— What is asked —
1 – In the trust agreement excerpt, what sum does the Depositor convey to the Trust as its initial capital contribution?
2 – Translate this sentence from the trust agreement excerpt into Spanish: "The Depositor hereby appoints the Owner Trustee as trustee of the Trust effective as of the date hereof, to have all the rights, powers and duties set forth herein."
--- Start Excerpt provided ---
The Trust is hereby authorized to engage in the foregoing activities. The Trust
shall not engage in any activity other than in connection with the foregoing or
other than as required or authorized by the terms of this Trust Agreement or the
Basic Documents [while any Note is outstanding and without regard to the Notes
and] [without the consent of __% of the Certificateholders].

         Section 2.04. APPOINTMENT OF OWNER TRUSTEE. The Depositor hereby
appoints the Owner Trustee as trustee of the Trust effective as of the date
hereof, to have all the rights, powers and duties set forth herein.


                                        3
<PAGE>

         Section 2.05. INITIAL CAPITAL CONTRIBUTION OF OWNER TRUST ESTATE. The
Depositor hereby sells, assigns, transfers, conveys and sets over to the Trust,
as of the date hereof, the sum of $1. The Owner Trustee hereby acknowledges
receipt in trust from the Depositor, as of the date hereof, of the foregoing
contribution, which shall constitute the initial corpus of the Trust and shall
be deposited in the Certificate Distribution Account. The Owner Trustee also
acknowledges on behalf of the trust receipt of the Mortgage Collateral and a
Surety Note assigned to the Trust pursuant to Section 3.01, which shall
constitute the Owner Trust Estate.

         Section 2.06. DECLARATION OF TRUST. The Owner Trustee hereby declares
that it shall hold the Owner Trust Estate in trust upon and subject to the
conditions set forth herein for the use and benefit of the Certificateholders,
subject to the obligations of the Trust under the Basic Documents. It is the
intention of the parties hereto that the Trust constitute a business trust under
the Business Trust Statute and that this Trust Agreement constitute the
governing instrument of such business trust. It is the intention of the parties
hereto that, for income and franchise tax purposes, the Trust shall be treated
as a corporation, with the assets of the corporation being the Owner Trust
Estate, the [equity interest in the corporation] being the Certificates and the
Notes being debt of the corporation and the provisions of this Agreement shall
be interpreted to further this intention. Except as otherwise provided in this
Trust Agreement, the rights of the Certificateholders will be those of [equity
owners of the Trust] formed under the Delaware [corporation law]. The parties
agree that, unless otherwise required by appropriate tax authorities, the Trust
will file or cause to be filed annual or other necessary returns, reports and
other forms consistent with the characterization of the Trust as a corporation
for such tax purposes. Effective as of the date hereof, the Owner Trustee shall
have all rights, powers and duties set forth herein and in the Business Trust
Statute with respect to accomplishing the purposes of the Trust.
--- End Excerpt provided ---
--- Start Dataset entries ---
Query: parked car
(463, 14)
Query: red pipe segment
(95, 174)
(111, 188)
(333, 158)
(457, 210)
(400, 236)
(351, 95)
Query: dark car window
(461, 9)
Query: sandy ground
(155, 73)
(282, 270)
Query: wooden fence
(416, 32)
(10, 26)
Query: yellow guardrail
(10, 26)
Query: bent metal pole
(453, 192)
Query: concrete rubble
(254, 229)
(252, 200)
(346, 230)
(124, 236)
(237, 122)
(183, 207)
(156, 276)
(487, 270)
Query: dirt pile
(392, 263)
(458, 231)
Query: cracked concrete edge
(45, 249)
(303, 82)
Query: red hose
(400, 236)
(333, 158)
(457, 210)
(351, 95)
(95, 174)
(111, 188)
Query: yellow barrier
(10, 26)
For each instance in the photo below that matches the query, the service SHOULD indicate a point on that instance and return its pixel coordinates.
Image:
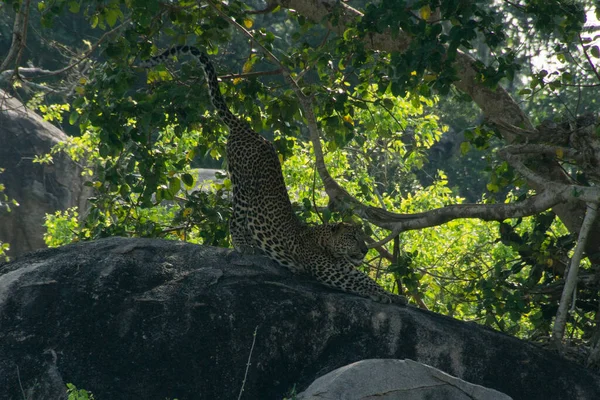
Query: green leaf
(74, 7)
(187, 179)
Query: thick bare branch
(19, 35)
(571, 280)
(496, 104)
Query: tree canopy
(403, 109)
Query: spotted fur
(263, 218)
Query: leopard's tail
(209, 71)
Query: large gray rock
(39, 189)
(394, 380)
(155, 319)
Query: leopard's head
(346, 241)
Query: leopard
(263, 219)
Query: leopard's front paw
(389, 298)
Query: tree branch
(571, 280)
(19, 35)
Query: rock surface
(38, 188)
(155, 319)
(394, 380)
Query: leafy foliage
(141, 133)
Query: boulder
(38, 188)
(394, 380)
(154, 319)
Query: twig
(250, 74)
(248, 363)
(266, 10)
(20, 384)
(588, 58)
(561, 315)
(19, 35)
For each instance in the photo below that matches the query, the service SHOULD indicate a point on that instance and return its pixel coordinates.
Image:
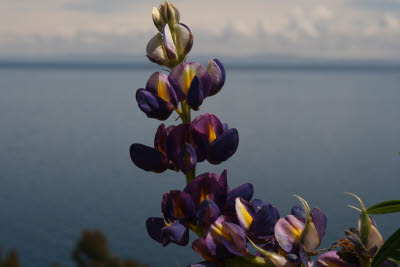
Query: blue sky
(328, 29)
--- End Dataset entries ---
— Exercise answers —
1 – $1

2 – El Depositante por el presente designa al Fiduciario Propietario como fiduciario del Fideicomiso con efecto a partir de la fecha del presente, para que tenga todos los derechos, facultades y deberes establecidos en este documento.